_Task objective_
Repeat exactly, and only, the lines from the one containing "eye in the image." through the last line of the data below.

_Collected data_

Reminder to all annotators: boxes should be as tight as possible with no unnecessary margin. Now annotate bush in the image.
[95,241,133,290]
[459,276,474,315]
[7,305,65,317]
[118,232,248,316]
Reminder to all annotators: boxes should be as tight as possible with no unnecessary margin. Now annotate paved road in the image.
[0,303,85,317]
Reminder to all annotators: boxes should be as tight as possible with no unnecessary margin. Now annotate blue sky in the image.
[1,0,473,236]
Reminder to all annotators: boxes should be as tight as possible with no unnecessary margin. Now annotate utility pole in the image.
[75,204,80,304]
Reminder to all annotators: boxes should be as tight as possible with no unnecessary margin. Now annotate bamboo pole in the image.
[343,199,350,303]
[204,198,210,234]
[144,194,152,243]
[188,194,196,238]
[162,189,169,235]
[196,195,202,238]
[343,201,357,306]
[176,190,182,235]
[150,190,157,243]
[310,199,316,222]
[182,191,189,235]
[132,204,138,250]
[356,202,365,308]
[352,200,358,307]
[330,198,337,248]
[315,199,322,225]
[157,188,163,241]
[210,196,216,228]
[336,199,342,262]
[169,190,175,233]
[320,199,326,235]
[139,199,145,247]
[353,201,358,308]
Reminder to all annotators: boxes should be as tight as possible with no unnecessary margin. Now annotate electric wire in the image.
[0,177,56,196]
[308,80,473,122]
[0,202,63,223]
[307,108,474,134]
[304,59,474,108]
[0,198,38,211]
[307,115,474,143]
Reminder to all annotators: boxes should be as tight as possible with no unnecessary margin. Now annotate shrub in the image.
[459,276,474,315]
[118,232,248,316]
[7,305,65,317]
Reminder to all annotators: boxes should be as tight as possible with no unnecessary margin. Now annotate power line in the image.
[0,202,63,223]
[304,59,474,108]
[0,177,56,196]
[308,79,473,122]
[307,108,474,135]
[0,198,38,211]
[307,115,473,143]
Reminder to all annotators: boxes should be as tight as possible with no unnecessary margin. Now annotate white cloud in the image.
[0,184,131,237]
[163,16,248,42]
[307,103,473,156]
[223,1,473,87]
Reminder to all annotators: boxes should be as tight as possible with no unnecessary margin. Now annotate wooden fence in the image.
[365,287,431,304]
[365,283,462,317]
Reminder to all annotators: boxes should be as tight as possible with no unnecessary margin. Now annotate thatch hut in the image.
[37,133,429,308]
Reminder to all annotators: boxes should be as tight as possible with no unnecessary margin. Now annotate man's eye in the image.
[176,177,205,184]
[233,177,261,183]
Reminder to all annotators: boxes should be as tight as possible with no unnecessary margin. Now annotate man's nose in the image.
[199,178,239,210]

_Written answer_
Reminder to all annotators: boxes should be as tight as possible with no unnecessary margin. Now annotate man's eye in the image.
[176,177,205,184]
[233,177,261,183]
Reminder to all annotators: boxes should be as tight as possible with no unnecessary margin. Now annotate man's nose in the image.
[199,178,239,210]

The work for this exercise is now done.